[START OF Recorded information]

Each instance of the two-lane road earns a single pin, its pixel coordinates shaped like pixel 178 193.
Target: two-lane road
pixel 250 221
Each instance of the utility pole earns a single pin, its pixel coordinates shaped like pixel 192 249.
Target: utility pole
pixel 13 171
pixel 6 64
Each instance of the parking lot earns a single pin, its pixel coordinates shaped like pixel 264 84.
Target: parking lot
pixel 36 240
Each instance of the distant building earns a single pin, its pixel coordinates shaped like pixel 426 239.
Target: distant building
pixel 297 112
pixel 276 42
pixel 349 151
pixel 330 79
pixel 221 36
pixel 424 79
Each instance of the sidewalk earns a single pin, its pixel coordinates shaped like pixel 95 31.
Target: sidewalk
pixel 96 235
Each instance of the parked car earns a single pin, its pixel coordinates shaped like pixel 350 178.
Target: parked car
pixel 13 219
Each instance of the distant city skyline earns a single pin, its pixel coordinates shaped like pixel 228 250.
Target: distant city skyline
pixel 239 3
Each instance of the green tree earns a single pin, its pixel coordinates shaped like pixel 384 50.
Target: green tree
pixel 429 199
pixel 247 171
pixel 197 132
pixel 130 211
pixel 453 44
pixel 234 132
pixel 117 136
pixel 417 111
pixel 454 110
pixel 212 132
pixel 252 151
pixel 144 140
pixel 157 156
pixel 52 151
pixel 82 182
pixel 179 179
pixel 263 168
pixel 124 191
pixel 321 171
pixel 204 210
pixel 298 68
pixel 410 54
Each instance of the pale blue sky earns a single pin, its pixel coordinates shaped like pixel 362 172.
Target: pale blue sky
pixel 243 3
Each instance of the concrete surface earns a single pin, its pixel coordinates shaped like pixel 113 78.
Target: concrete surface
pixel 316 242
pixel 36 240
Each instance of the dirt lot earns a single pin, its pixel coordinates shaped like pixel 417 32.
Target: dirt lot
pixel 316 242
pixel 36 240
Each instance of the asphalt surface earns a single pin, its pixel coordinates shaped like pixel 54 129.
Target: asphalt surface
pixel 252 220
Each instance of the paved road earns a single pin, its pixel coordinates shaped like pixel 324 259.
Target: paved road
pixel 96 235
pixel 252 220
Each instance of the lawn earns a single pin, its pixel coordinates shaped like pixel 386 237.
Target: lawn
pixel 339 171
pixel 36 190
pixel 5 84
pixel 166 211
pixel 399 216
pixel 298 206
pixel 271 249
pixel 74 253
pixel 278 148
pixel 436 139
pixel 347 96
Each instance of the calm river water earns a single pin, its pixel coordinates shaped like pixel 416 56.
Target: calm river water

[END OF Recorded information]

> What is needed: Revise the data above by changing every occurrence of "single pin" to "single marker", and leave all other text unaltered.

> Output of the task:
Each instance of the two-lane road earns a single marker, its pixel coordinates shaped like pixel 178 193.
Target: two-lane road
pixel 250 221
Each instance of the utility pole earns a single marker, its pixel coordinates shaped like pixel 192 249.
Target: utility pole
pixel 13 171
pixel 6 64
Each instance of the parking lot earns a single marker, its pixel coordinates shaped like pixel 264 84.
Target: parking lot
pixel 36 240
Each instance of the distant building earns a single marker, its pixel coordinates shaped like pixel 426 239.
Target: distant building
pixel 297 112
pixel 276 42
pixel 349 151
pixel 330 79
pixel 221 36
pixel 424 79
Each instance of the sidewalk earns a single marker, its pixel coordinates shaped like pixel 95 31.
Target: sidewalk
pixel 96 235
Each instance of the parked car earns a single marker, its pixel coordinates shaped like pixel 350 178.
Target: parked car
pixel 13 219
Each instance of the distant city skyline earns a single marker, its pixel coordinates shaped like pixel 228 250.
Target: distant city skyline
pixel 239 3
Each instance of the green tree earns a single marker, its pixel coordinates shaped like pixel 384 50.
Target: green tree
pixel 429 199
pixel 247 171
pixel 197 132
pixel 130 211
pixel 453 44
pixel 234 132
pixel 117 136
pixel 417 111
pixel 454 110
pixel 212 132
pixel 252 151
pixel 144 140
pixel 157 156
pixel 52 151
pixel 82 182
pixel 179 179
pixel 263 168
pixel 124 191
pixel 321 171
pixel 204 210
pixel 298 68
pixel 410 54
Each instance of the pale blue sky earns a single marker, its pixel coordinates shaped like pixel 362 172.
Target: pale blue sky
pixel 243 3
Each instance of the concrete surface earns a single marker, its pixel coordinates shaped like pixel 113 78.
Target: concrete surface
pixel 316 242
pixel 36 240
Each instance of the dirt lot earns a single marker, its pixel coordinates shaped like pixel 417 32.
Target: dirt lot
pixel 316 242
pixel 36 240
Each instance of the asphalt surface earns a single marker, its pixel coordinates shaped like pixel 54 129.
Target: asphalt surface
pixel 252 220
Each instance of the paved road earns a single marker, its pixel coordinates shaped like pixel 324 259.
Target: paved road
pixel 96 235
pixel 252 220
Each instance of the lawn earns a single marker, its pixel coordinates shaped like pixel 386 237.
Target: lawn
pixel 339 171
pixel 36 190
pixel 5 84
pixel 166 211
pixel 399 216
pixel 298 206
pixel 271 249
pixel 74 253
pixel 278 148
pixel 436 139
pixel 347 96
Each instance of the calm river water earns a single marker, its pixel coordinates shaped like pixel 416 56.
Target: calm river water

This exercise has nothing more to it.